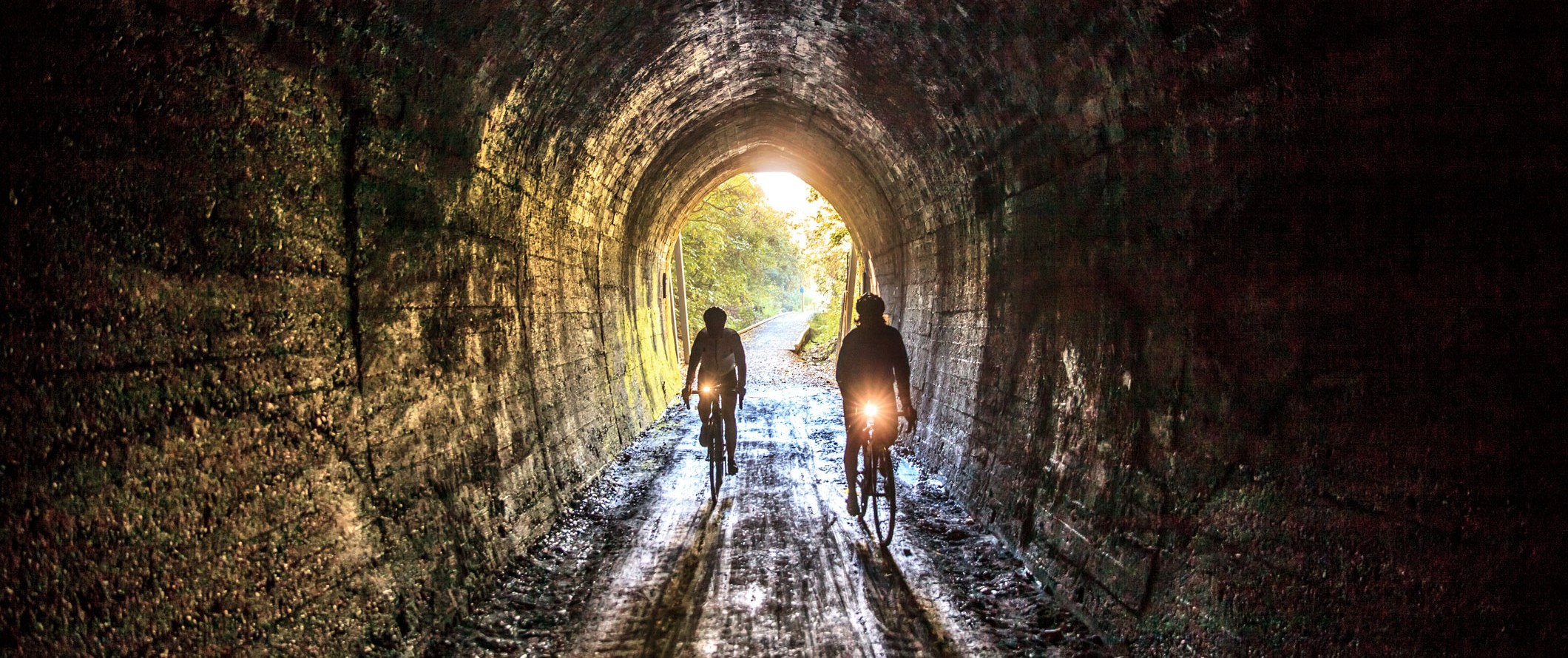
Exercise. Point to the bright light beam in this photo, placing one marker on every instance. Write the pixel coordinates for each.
(786, 193)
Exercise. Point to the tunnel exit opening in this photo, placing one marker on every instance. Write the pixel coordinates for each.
(758, 245)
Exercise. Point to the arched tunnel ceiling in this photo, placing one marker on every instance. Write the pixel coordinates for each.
(733, 87)
(760, 137)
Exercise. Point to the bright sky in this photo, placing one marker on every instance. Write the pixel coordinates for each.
(786, 193)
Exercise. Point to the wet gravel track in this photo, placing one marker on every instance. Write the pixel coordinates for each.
(645, 564)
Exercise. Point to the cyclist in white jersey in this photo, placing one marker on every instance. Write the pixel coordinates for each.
(719, 361)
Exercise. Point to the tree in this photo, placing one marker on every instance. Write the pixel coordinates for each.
(827, 249)
(739, 256)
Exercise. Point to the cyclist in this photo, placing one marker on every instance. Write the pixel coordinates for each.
(873, 369)
(717, 350)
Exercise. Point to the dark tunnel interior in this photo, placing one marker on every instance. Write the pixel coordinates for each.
(1239, 320)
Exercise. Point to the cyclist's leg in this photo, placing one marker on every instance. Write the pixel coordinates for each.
(731, 430)
(852, 444)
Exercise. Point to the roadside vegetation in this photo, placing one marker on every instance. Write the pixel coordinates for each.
(753, 260)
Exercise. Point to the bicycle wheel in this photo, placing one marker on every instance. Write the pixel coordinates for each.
(715, 463)
(885, 501)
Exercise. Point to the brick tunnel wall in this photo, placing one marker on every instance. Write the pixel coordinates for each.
(1268, 358)
(297, 351)
(1234, 317)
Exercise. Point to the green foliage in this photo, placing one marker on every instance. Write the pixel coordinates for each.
(825, 254)
(824, 334)
(739, 256)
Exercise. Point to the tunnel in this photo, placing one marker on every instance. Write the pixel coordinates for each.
(1239, 322)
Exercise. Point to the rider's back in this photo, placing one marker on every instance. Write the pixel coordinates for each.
(871, 359)
(717, 351)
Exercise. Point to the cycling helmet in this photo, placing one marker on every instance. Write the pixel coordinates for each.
(869, 306)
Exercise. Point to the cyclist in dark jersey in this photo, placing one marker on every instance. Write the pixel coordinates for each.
(722, 359)
(873, 367)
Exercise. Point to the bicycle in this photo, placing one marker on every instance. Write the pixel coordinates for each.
(712, 436)
(876, 463)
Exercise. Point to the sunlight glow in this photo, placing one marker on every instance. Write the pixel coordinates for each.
(786, 193)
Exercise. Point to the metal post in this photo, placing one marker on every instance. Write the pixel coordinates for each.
(847, 309)
(681, 313)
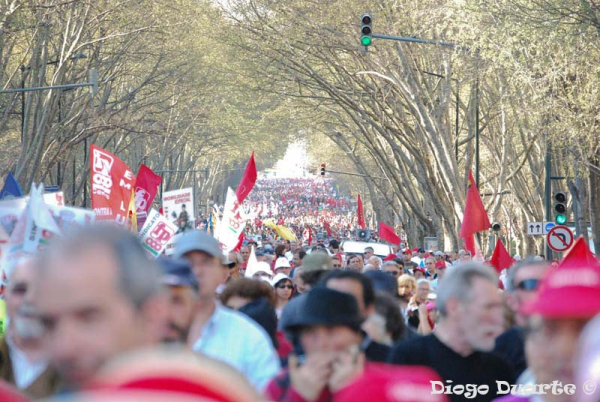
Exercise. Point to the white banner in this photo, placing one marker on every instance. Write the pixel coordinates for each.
(156, 233)
(232, 224)
(178, 206)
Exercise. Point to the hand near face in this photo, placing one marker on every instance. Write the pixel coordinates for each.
(347, 367)
(310, 378)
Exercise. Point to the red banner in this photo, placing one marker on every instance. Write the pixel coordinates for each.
(112, 183)
(146, 186)
(248, 180)
(388, 234)
(360, 216)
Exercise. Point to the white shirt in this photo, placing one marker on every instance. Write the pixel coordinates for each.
(236, 339)
(24, 371)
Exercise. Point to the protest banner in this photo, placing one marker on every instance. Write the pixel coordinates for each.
(146, 187)
(156, 233)
(178, 206)
(232, 224)
(112, 183)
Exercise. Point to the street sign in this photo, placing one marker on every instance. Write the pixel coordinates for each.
(560, 238)
(548, 226)
(535, 228)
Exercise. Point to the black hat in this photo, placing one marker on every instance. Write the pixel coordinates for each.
(383, 282)
(177, 272)
(328, 307)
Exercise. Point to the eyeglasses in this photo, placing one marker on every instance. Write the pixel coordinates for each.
(528, 284)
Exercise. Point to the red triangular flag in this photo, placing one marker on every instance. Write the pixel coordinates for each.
(501, 258)
(388, 234)
(475, 218)
(360, 216)
(248, 180)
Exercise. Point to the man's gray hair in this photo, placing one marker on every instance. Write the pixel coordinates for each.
(512, 272)
(458, 283)
(139, 275)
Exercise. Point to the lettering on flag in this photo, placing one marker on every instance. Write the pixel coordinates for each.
(232, 224)
(156, 233)
(112, 182)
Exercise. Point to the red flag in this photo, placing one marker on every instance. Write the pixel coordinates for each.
(388, 234)
(501, 259)
(238, 246)
(475, 218)
(146, 187)
(248, 180)
(360, 215)
(327, 227)
(112, 183)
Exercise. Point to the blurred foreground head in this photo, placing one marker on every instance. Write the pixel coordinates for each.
(97, 295)
(167, 373)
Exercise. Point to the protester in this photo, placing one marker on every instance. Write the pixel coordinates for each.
(283, 292)
(216, 330)
(327, 356)
(97, 295)
(567, 299)
(417, 308)
(21, 360)
(183, 295)
(361, 288)
(522, 286)
(470, 309)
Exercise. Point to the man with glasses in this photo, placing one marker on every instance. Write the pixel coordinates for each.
(522, 286)
(391, 268)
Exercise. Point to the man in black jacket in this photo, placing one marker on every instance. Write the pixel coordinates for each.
(471, 317)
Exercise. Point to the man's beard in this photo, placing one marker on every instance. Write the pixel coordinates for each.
(181, 332)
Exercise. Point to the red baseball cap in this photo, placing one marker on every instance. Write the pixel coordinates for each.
(571, 289)
(385, 383)
(390, 257)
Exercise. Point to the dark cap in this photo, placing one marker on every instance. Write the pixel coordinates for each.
(177, 272)
(197, 240)
(328, 307)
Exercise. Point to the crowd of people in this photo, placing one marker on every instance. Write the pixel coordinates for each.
(301, 204)
(93, 317)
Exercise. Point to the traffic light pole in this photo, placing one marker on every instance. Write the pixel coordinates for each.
(413, 40)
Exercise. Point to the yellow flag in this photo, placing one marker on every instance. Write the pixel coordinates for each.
(285, 233)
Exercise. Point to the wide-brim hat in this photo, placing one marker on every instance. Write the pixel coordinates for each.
(326, 307)
(197, 240)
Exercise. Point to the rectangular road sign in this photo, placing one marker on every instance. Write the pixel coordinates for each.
(535, 228)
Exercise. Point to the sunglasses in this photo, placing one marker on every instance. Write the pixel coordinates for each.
(528, 284)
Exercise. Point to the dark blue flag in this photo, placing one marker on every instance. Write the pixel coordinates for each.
(11, 188)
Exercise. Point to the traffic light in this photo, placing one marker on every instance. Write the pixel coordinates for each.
(560, 207)
(366, 29)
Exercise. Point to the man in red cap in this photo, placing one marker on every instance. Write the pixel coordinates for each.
(568, 297)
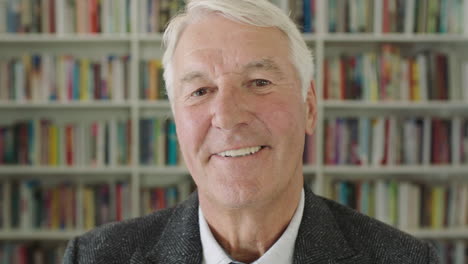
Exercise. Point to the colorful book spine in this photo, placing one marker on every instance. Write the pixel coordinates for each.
(158, 142)
(406, 205)
(45, 78)
(388, 76)
(388, 141)
(43, 142)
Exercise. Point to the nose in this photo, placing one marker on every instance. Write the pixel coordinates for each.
(230, 108)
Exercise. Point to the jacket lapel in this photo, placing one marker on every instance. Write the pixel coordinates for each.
(180, 241)
(319, 239)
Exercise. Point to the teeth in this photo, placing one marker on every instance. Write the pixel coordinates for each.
(240, 152)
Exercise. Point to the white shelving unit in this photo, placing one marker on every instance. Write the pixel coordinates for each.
(140, 45)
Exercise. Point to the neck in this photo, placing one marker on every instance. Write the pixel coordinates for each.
(247, 233)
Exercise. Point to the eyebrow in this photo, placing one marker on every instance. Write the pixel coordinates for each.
(262, 64)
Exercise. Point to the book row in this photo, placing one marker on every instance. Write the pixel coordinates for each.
(31, 253)
(396, 141)
(48, 142)
(155, 14)
(407, 205)
(396, 16)
(44, 78)
(303, 12)
(63, 205)
(152, 86)
(41, 205)
(455, 252)
(65, 16)
(389, 76)
(158, 142)
(422, 16)
(350, 16)
(433, 16)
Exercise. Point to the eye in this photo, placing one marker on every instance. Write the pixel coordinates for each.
(261, 82)
(199, 92)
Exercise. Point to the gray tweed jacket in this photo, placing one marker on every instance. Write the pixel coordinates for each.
(329, 233)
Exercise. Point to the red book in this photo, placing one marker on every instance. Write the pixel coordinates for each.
(118, 202)
(442, 77)
(329, 140)
(69, 144)
(326, 79)
(52, 15)
(93, 16)
(2, 144)
(385, 17)
(435, 151)
(129, 141)
(384, 160)
(160, 198)
(342, 78)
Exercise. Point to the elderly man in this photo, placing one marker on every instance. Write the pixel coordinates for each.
(239, 78)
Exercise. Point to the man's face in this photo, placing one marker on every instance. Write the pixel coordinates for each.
(239, 112)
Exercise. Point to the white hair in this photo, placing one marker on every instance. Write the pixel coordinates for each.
(254, 12)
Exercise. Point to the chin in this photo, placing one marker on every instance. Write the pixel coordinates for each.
(238, 195)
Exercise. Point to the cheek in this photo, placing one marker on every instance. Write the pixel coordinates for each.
(284, 119)
(190, 130)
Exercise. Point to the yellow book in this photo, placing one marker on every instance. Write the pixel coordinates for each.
(53, 145)
(55, 208)
(27, 77)
(84, 76)
(88, 207)
(437, 197)
(374, 85)
(153, 80)
(415, 82)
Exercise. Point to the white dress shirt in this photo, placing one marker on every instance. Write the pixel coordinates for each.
(281, 252)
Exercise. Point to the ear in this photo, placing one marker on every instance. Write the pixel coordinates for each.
(311, 109)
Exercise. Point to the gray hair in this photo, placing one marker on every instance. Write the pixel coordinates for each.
(254, 12)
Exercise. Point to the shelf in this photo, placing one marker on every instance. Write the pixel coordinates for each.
(167, 170)
(452, 233)
(65, 105)
(37, 170)
(28, 38)
(309, 169)
(455, 233)
(158, 104)
(39, 235)
(393, 37)
(151, 37)
(434, 171)
(395, 105)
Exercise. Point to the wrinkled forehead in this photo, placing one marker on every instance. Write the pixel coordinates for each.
(230, 44)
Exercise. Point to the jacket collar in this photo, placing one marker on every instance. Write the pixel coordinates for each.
(319, 240)
(180, 241)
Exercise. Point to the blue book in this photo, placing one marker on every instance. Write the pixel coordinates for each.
(365, 193)
(307, 27)
(76, 80)
(443, 16)
(364, 128)
(332, 27)
(171, 143)
(11, 17)
(31, 139)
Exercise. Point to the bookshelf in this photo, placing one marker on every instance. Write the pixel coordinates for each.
(144, 43)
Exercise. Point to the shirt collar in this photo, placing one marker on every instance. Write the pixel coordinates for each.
(281, 252)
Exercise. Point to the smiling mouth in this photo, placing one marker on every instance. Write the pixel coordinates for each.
(240, 152)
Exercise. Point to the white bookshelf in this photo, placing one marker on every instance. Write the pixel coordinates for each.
(140, 45)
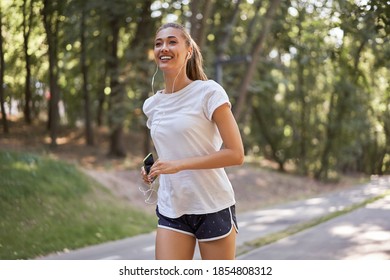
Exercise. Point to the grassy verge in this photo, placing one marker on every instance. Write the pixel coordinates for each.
(274, 237)
(48, 205)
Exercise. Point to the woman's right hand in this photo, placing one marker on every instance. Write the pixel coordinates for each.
(145, 176)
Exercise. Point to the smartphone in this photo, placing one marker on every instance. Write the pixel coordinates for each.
(148, 162)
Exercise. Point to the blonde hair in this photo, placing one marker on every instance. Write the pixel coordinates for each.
(194, 67)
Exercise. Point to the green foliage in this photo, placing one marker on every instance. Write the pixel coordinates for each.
(321, 85)
(48, 206)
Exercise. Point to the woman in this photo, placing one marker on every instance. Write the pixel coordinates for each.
(189, 120)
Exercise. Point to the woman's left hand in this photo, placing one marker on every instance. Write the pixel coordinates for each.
(163, 167)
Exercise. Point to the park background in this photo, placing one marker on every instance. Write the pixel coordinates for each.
(308, 81)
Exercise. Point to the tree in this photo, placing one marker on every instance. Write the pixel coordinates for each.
(52, 12)
(27, 26)
(2, 70)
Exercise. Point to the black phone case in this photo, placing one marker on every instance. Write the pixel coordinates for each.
(148, 162)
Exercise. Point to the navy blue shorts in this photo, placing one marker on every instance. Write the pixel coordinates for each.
(204, 227)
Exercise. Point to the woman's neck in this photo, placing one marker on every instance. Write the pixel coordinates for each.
(175, 82)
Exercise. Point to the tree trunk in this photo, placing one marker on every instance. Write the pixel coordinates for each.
(84, 69)
(117, 147)
(2, 65)
(51, 23)
(224, 42)
(27, 25)
(199, 19)
(256, 53)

------------

◆ **Set problem**:
Update everything from the start of the records down to the line containing "(1239, 322)" by changing "photo" to "image" and leaving the rest unchanged. Leave the pictures out.

◆ **Written answer**:
Exercise. Point to the bright light beam in this image, placing one marker on every instance. Write the pixel coordinates for each.
(786, 193)
Exercise. Point to the tunnel exit opening in this image, placing one marker on every instance. Write the pixel coordinates for each.
(758, 245)
Exercise. Point to the arched tunnel ceiling in this image, placing one marker on every instance. Write the pixel coordinates for each.
(733, 87)
(760, 137)
Exercise. Point to the bright sky in this image, placing one marker on every instance. Write the pixel coordinates for each.
(786, 193)
Exercise. Point to the wet gravel track in this image, placing one marker on every instance. Write the pixel coordinates for each.
(645, 564)
Exercise. Point to the cyclist in white jersey in this image, placing one marker on every instance. Write the pixel coordinates for each.
(719, 361)
Exercise. Point to the tree in this image, placing one marker on every instance. Write the pixel coordinates for each.
(827, 249)
(739, 256)
Exercise. Point to the cyclist in this image, placing one marker on every instance. Write the pixel coordinates for each.
(873, 369)
(717, 350)
Exercise. Point to the dark tunnel interior in this image, placing one marker on every instance. Write the pixel coordinates for each.
(1239, 320)
Exercise. Point to the cyclist's leg in this image, placing one marker on every instance. Write the pixel coordinates for each.
(731, 430)
(852, 444)
Exercise. Point to the roadside vegetation in this image, placing one marker on every instance. Write the pixel coordinates for each.
(753, 260)
Exercise. Point to the bicycle wheel in this image, placing one marker on every instance. Write the pixel coordinates for each.
(715, 463)
(885, 501)
Exercise. Point to the brick tunnel wall in this image, placing one marker on every instance. Write the pixel coordinates for each.
(1268, 358)
(297, 351)
(1234, 317)
Exercise. Point to the green foliage in this image, placing one marker on every instance. Write the pixel coordinates for each.
(825, 254)
(824, 334)
(739, 256)
Exercise. Point to the tunnel in this image, placing one marker on every instance. Write the pixel coordinates for each.
(1239, 322)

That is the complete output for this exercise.